Text provided

▬▬▬

Thanks, Chris. As I mentioned earlier, we have adjusted our guide for fiscal year 2024 in response to the dynamics we faced in Q3 and our measure expectations for this quarter. We're actively monitored and engaged with our customers to confirm their spending plans and ensure a successful Q4 outcome. More broadly, we remain excited about the strength of our software portfolio and its ability to help our customers run their assets more efficiently and sustainably. We look forward to closing out this fiscal year on a positive note with a focus on execution following our recent expansion initiatives. With that, we'll open it up to questions. Josh?

speaker
Operator

Thank you. As a reminder, to ask a question, please press star 1-1 on your telephone and wait for your name to be announced. To withdraw your question, please press star 11 again. One moment for questions. Our first question comes from Jason Celino with KeyBank Capital Markets. You may proceed. Jason?

speaker
spk03

Hey, Antonio. Thanks for taking my questions. You know, I think the question on everyone's minds is, you know, relative to maybe last quarter, especially for the heritage business, like what specifically, you know, changed? I mean, where kind of particularly was a downtick? And then at what point in the quarter did you start to kind of feel it?

speaker
Antonio Pietri

Well, I mean, like we maintain very good conversations and engagement with our customers basically through the beginning of March. We started to see things start to turn into the second week of March and especially the last two weeks of March as our teams started to drive the closing process with these customers on the different deals and what we expected to be final approvals didn't happen or reasons to extend beyond the quarter. I would say it came down to the last three weeks of the quarter, mainly the last two weeks. As you well know, most of our business comes down to the last two weeks of the quarter, and this is where we saw the push-out materialize. What I will say about that, as I said in my remarks, it was broad-based across all of our regions and impacted most of our product suites to a lesser extent DGM because it's driven by different dynamics, but it was very consistent and in a way also surprising. Okay.

▬▬▬

Raw data

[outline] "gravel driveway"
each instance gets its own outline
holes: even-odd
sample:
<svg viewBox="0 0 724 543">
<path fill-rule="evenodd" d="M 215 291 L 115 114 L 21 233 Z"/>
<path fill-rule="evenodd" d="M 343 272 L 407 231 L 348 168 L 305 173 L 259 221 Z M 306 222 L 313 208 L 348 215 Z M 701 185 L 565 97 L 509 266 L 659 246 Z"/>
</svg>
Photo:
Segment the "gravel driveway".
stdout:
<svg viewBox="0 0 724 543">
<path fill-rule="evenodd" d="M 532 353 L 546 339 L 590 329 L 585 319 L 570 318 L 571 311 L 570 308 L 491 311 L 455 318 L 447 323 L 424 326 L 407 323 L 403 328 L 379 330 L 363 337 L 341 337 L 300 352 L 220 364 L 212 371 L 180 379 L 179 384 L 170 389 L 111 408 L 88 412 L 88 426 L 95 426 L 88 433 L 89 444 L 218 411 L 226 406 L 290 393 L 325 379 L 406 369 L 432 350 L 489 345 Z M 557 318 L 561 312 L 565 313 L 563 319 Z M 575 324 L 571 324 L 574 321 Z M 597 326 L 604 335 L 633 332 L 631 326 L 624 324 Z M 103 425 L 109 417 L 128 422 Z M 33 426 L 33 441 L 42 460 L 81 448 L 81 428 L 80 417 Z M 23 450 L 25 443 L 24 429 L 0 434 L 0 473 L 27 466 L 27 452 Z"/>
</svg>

▬▬▬

In the earnings call transcript, reproduce the passage starting at "Thanks, Chris. As" and ending at "to questions. Josh?", substituting "financial year" for every occurrence of "fiscal year".

Thanks, Chris. As I mentioned earlier, we have adjusted our guide for financial year 2024 in response to the dynamics we faced in Q3 and our measure expectations for this quarter. We're actively monitored and engaged with our customers to confirm their spending plans and ensure a successful Q4 outcome. More broadly, we remain excited about the strength of our software portfolio and its ability to help our customers run their assets more efficiently and sustainably. We look forward to closing out this financial year on a positive note with a focus on execution following our recent expansion initiatives. With that, we'll open it up to questions. Josh?